Provided passage:
## begin
View PostSir Rols, on 27 August 2010 - 05:02 PM, said:

Excellent article from The Oz's Glenda Korporaal on Sydney's legacy 10 years on. Nicely balanced and close to the mark, I think.

Carrying the torch

Not too bad a report Rols and of course with Glenda Korporaal behind it (author of 'The Bid' and probably one of the two or three best Olympic sports journalists in Australia) there is a degree of authority to it. I was a little disappointed how she didn't mention the elephant in the room re tourism...9/11. Sydney 2000 was always going to have it's tourism impact decreased considering the length of time it takes overseas visitors from the Americas and Europe particularly to come here and global tourism and aviation suffered hugely because of 9/11. It was going to be a bloody hard ask to build sustainable tourism down under for that period say 2001-2004 within that context, and by then much of the world's sport/tourism attention was shifting to Greece and Athens.
## end
Required work: From the forum post about Sydney's Olympic legacy, return the stretch that begins at the words "View PostSir Rols, on" and stops after the words "mark, I think.", copied word for word.

Data:
## begin
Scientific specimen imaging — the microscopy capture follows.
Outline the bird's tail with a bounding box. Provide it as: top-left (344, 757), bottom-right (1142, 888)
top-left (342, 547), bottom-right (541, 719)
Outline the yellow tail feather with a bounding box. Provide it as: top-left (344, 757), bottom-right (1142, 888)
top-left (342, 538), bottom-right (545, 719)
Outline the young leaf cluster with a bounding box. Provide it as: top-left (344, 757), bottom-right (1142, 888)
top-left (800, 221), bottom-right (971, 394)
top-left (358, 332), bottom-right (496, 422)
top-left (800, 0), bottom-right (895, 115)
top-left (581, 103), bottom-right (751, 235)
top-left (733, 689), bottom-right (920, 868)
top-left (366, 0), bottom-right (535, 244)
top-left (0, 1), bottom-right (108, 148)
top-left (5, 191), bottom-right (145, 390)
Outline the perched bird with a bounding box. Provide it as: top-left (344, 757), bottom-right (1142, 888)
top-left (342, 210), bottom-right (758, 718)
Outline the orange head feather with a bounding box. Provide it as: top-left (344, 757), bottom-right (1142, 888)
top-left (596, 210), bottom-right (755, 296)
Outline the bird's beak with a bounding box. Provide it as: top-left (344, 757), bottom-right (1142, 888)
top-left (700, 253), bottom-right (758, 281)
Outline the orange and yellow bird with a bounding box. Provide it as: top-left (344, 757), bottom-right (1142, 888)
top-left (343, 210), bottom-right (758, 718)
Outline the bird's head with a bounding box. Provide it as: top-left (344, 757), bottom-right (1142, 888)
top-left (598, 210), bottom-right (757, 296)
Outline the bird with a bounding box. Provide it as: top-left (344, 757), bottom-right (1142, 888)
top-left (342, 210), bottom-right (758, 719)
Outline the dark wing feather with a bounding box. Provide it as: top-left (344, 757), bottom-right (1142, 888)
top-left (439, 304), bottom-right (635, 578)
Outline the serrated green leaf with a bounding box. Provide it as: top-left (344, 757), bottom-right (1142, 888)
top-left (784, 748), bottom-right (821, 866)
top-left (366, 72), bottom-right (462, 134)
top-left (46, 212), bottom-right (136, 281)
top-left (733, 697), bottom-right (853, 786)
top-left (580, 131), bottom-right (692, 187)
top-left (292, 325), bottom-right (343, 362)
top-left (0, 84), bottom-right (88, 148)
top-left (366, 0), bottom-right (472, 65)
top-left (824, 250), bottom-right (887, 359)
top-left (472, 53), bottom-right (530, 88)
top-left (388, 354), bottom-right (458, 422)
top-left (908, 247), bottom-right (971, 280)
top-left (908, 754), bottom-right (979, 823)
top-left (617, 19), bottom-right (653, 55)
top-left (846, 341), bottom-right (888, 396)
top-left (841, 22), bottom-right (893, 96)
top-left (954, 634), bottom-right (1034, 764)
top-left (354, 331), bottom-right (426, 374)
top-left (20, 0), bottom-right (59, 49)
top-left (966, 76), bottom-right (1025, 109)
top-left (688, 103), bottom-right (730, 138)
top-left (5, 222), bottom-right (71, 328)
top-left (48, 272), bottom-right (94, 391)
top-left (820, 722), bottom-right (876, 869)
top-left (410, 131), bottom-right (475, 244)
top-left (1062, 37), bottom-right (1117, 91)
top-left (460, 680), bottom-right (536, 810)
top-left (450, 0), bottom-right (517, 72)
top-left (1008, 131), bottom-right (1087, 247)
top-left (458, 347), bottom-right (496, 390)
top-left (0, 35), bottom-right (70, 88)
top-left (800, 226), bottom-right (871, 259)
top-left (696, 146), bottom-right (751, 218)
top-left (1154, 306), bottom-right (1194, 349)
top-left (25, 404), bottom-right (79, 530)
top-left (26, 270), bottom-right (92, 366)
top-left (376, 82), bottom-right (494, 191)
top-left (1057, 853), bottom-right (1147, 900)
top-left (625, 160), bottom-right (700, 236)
## end
Complete answer:
View PostSir Rols, on 27 August 2010 - 05:02 PM, said:

Excellent article from The Oz's Glenda Korporaal on Sydney's legacy 10 years on. Nicely balanced and close to the mark, I think.